Goal of the exercise:
Every line from the one with "Query: paddle shaft" through the end of the records below should be restated word for word, and nothing outside that span.

Supplied records:

--*--

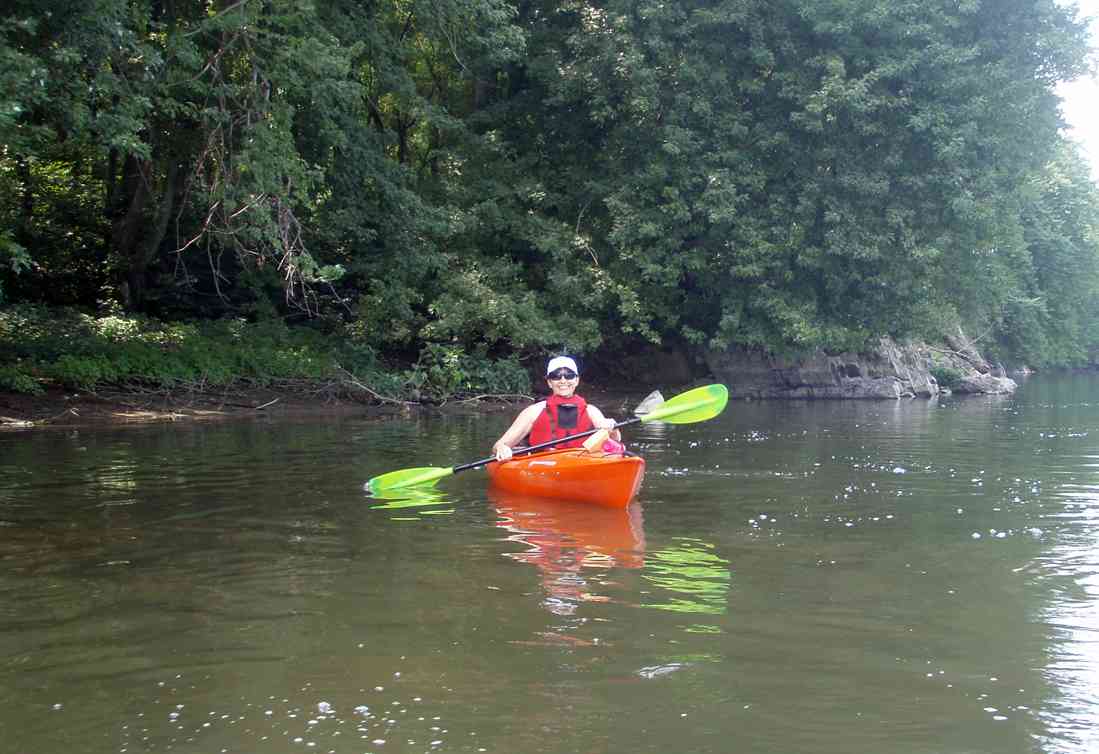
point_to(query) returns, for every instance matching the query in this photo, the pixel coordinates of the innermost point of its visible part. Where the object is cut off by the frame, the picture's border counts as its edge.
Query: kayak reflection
(572, 544)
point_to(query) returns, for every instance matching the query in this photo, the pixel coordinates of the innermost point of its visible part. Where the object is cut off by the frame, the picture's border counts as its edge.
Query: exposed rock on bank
(889, 372)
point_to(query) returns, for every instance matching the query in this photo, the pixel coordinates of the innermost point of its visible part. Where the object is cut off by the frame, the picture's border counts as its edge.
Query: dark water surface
(826, 577)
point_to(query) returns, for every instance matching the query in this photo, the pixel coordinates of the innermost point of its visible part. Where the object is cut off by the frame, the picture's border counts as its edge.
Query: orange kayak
(574, 474)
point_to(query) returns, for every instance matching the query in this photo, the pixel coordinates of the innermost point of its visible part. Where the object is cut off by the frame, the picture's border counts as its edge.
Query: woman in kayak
(562, 414)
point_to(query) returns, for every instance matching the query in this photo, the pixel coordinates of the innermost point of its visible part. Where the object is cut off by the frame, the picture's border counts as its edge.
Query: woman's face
(563, 383)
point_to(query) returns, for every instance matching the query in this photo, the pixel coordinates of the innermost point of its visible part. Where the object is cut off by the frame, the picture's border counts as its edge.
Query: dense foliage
(512, 177)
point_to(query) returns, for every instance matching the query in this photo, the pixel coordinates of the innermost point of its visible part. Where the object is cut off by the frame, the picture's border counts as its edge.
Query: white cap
(561, 363)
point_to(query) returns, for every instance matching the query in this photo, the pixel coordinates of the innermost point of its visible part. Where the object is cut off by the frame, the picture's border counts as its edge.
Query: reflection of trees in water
(566, 541)
(691, 578)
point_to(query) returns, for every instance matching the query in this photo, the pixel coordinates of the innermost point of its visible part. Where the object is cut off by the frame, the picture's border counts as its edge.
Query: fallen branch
(352, 380)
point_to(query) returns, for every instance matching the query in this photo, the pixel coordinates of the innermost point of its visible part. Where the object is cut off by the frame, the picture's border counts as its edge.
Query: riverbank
(57, 408)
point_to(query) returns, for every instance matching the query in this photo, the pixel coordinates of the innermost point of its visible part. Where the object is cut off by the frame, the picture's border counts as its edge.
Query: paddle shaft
(532, 448)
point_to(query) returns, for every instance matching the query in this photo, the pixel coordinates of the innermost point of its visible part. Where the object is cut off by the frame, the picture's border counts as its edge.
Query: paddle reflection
(425, 499)
(566, 541)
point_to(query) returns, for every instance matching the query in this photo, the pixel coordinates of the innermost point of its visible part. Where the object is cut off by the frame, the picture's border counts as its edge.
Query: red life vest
(561, 418)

--*--

Worked solution:
Query: paddle shaft
(532, 448)
point_to(query) returns, for every instance matching the query in this photo, the pixel coordinates of the innermost point of its visible part. Where the object is cut off by the frame, the picture's border counts as its edge.
Query: paddle reflection
(425, 499)
(566, 541)
point_to(query) returns, for every instance matching the query in this photo, the pixel coordinates of the innermost point of its visible part. Where the object is cut off by the frame, the picture's border counts as its edge.
Query: red life vest
(561, 418)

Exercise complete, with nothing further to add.